#### Problem to work on:
Extract every line of the records below that contains the word "backpack".

#### Data records:
(begin)

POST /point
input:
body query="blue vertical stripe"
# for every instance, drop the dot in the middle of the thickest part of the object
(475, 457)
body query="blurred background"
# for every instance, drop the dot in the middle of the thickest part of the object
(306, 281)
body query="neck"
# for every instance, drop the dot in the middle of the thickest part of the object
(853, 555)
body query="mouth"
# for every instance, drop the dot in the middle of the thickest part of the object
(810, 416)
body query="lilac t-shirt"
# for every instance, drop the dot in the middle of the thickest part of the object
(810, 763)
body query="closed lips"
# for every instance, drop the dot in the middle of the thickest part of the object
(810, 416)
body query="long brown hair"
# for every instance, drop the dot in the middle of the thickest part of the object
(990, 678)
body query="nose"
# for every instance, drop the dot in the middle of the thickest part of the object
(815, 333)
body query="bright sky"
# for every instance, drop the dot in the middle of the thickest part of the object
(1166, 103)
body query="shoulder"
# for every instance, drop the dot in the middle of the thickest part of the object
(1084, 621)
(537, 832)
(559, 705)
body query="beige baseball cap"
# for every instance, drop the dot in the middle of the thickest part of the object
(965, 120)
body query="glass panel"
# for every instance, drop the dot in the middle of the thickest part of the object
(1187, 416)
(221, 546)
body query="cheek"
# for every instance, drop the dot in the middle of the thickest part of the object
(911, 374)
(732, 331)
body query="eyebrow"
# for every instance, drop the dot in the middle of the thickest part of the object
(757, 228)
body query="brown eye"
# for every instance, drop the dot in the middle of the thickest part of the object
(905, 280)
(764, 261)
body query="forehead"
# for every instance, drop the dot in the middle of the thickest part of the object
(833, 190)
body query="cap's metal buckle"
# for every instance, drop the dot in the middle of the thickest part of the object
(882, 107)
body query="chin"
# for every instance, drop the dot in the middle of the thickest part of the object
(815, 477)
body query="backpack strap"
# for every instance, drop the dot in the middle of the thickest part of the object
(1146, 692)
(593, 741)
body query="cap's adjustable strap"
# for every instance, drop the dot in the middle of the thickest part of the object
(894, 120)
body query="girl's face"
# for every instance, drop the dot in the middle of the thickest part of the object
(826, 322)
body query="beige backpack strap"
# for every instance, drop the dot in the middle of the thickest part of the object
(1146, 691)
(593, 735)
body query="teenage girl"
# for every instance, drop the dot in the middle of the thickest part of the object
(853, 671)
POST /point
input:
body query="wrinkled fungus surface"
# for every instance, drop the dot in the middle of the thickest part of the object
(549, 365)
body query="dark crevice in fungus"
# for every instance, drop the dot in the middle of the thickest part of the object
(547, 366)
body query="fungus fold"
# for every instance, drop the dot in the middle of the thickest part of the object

(end)

#### Task result:
body query="backpack strap"
body query="beige backpack strap"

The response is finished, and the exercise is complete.